(Collected data)

********

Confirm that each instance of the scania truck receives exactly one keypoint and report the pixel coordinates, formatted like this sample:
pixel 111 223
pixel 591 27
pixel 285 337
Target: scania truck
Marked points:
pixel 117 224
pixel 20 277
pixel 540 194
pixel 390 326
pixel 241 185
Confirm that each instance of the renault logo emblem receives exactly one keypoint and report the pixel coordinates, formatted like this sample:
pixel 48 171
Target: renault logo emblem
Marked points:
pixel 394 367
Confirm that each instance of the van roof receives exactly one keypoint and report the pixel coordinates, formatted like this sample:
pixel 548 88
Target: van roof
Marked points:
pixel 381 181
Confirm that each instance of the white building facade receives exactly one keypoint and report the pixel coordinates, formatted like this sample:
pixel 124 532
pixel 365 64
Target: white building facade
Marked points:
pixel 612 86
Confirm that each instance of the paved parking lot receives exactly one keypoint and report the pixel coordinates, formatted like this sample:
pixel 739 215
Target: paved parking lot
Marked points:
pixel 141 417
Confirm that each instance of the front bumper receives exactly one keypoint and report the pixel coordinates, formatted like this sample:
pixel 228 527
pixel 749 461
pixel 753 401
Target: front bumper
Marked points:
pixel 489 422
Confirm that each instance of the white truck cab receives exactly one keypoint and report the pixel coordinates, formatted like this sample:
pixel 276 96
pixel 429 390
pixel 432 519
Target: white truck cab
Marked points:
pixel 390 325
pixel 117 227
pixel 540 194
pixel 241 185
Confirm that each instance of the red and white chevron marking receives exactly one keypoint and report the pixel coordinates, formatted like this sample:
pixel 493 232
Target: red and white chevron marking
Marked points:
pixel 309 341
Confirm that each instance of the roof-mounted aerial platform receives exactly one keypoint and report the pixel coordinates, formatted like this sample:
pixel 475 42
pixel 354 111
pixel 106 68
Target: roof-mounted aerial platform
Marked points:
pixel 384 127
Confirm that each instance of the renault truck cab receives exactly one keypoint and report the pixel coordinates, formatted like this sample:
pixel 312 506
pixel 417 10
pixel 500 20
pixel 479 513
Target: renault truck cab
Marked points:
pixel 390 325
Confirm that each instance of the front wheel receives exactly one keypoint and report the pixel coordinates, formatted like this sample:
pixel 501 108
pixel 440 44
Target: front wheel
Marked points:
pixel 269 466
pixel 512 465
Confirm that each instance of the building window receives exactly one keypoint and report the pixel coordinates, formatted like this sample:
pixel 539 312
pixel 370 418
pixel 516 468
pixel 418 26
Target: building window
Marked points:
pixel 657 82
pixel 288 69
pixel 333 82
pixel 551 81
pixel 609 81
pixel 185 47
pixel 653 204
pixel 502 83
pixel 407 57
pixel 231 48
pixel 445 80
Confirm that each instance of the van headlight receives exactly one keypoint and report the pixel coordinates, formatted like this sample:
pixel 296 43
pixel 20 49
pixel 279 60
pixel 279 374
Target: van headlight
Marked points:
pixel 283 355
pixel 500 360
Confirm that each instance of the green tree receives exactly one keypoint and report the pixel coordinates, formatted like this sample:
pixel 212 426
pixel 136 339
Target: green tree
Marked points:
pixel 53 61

********

**EXERCISE DESCRIPTION:** Restate the data above word for word, please.

**SOLUTION TO THE EXERCISE:**
Confirm that each instance of the scania truck receives exactly one keypoint and report the pixel coordinates, formatted like this sample:
pixel 111 223
pixel 591 27
pixel 285 337
Target: scania truck
Marked points:
pixel 117 224
pixel 20 277
pixel 540 194
pixel 390 326
pixel 241 185
Confirm that each instance of the renault logo emblem receives exactly one keypoint and report the pixel coordinates, formatted like this sample:
pixel 48 171
Target: renault logo emblem
Marked points:
pixel 394 367
Confirm that each instance of the van roof receives exactly one keypoint and report the pixel coordinates, formatted like this sample:
pixel 548 88
Target: van roof
Marked points:
pixel 381 181
Confirm that each instance of the white building facade receives exactly one keypoint and report the pixel coordinates, formatted like this sample:
pixel 124 532
pixel 365 64
Target: white building facade
Marked points:
pixel 612 86
Confirm that each instance of the paved parking lot receives exactly one keypoint and report the pixel coordinates, formatted like this sample:
pixel 739 215
Target: paved parking lot
Marked points:
pixel 141 417
Confirm that each instance of the front bumper receives exactly one keypoint and report the pixel coordinates, formatted like this sample:
pixel 228 527
pixel 749 461
pixel 753 401
Target: front bumper
Marked points:
pixel 489 422
Confirm that each instance of the white truck cab receives exactly one keypoint and report the pixel coordinates, formatted like this sample:
pixel 276 96
pixel 429 390
pixel 432 519
Target: white truck cab
Marked points:
pixel 390 325
pixel 117 227
pixel 540 194
pixel 241 185
Confirm that each instance of the red and white chevron marking receives exactly one keypoint and report the pixel coordinates, formatted like this sample:
pixel 493 232
Target: red and white chevron marking
Marked points:
pixel 309 341
Confirm that each instance of the roof-mounted aerial platform receives exactly one keypoint and report the pixel coordinates, formatted like this sample:
pixel 475 42
pixel 354 111
pixel 106 68
Target: roof-mounted aerial platform
Marked points:
pixel 384 127
Confirm that each instance of the renault truck cab receives exactly one keypoint and report the pixel coordinates, formatted like this sample:
pixel 312 506
pixel 417 10
pixel 500 20
pixel 479 513
Target: renault truck cab
Marked points:
pixel 390 325
Confirm that each instance of the front wheel receives exactly one keypoint and report the pixel coordinates, formatted like this sample:
pixel 501 108
pixel 440 44
Target: front wheel
Marked points:
pixel 269 466
pixel 512 465
Confirm that each instance of the building window receives exactly one keypoint and report the pixel coordinates, formatted like this sample:
pixel 539 312
pixel 370 418
pixel 516 468
pixel 418 26
Target: building window
Marked points:
pixel 657 82
pixel 288 69
pixel 333 82
pixel 551 81
pixel 609 81
pixel 185 47
pixel 653 204
pixel 502 83
pixel 407 57
pixel 231 48
pixel 445 80
Confirm that each instance of the van headlight receives exactly one keypoint and report the pixel coordinates, formatted like this sample:
pixel 296 43
pixel 20 49
pixel 279 60
pixel 279 374
Target: van headlight
Marked points:
pixel 283 355
pixel 500 360
Confirm that each instance of the green tree receives exactly one keypoint and report the pixel coordinates, formatted like this sample:
pixel 212 426
pixel 136 339
Target: green tree
Marked points:
pixel 53 61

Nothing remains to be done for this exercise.